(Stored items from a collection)
+-------+
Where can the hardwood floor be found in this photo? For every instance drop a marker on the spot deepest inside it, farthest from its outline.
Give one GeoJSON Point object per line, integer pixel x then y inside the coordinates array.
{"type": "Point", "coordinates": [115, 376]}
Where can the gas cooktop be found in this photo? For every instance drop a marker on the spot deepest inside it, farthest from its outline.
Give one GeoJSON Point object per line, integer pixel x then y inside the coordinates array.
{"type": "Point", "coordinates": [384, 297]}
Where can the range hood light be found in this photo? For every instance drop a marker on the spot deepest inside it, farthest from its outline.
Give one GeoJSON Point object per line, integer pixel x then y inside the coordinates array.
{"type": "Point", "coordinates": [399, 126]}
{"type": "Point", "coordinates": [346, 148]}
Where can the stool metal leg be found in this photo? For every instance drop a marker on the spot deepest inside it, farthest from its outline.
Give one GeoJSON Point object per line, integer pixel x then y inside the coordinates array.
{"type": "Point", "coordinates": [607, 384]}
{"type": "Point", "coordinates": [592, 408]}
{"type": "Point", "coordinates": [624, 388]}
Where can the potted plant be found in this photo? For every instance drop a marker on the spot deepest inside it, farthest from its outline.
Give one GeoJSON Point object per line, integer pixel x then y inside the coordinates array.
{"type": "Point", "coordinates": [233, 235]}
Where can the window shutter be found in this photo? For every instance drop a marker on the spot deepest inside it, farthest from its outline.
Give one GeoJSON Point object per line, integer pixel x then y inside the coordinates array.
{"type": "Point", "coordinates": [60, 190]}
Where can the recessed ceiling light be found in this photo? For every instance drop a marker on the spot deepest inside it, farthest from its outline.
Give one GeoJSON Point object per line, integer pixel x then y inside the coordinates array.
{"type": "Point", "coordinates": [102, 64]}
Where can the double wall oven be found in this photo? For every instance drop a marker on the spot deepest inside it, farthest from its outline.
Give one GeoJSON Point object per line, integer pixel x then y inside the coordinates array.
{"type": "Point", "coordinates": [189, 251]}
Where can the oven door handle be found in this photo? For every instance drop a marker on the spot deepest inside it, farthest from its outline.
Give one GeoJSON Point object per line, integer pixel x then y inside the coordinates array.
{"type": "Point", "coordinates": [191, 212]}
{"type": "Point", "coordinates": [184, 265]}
+-------+
> _Work required_: The lines to reproduce run from the line containing "Where can the potted" to the end of the listing; write them out exactly and add nothing.

> _Solution to this exercise_:
Where can the potted plant be found in this photo? For every instance drop a marker on the spot deepest inside it, farthest from its outline.
Give one GeoJSON Point object per line, integer pixel x then y inside the coordinates array.
{"type": "Point", "coordinates": [233, 235]}
Where can the window shutter be found in this photo? For every instance drop a marker on the spot deepest inside it, farthest from its outline.
Give one GeoJSON Point object per line, integer pixel x then y inside the coordinates array.
{"type": "Point", "coordinates": [60, 190]}
Where can the recessed ceiling light be found in this photo? For every instance drop a marker on the spot deepest inside it, farthest from its outline.
Give one GeoJSON Point object per line, integer pixel x then y inside the coordinates array.
{"type": "Point", "coordinates": [102, 64]}
Where can the double wall oven be found in this photo? For every instance drop a marker on the spot deepest inside it, farthest from its outline.
Give one GeoJSON Point object per line, integer pixel x then y inside the coordinates array.
{"type": "Point", "coordinates": [189, 251]}
Where can the oven door handle be found in this photo? For every instance drop a marker on the spot deepest inside it, farthest from its outline.
Give one GeoJSON Point object per line, integer pixel x then y inside the coordinates array.
{"type": "Point", "coordinates": [191, 212]}
{"type": "Point", "coordinates": [184, 265]}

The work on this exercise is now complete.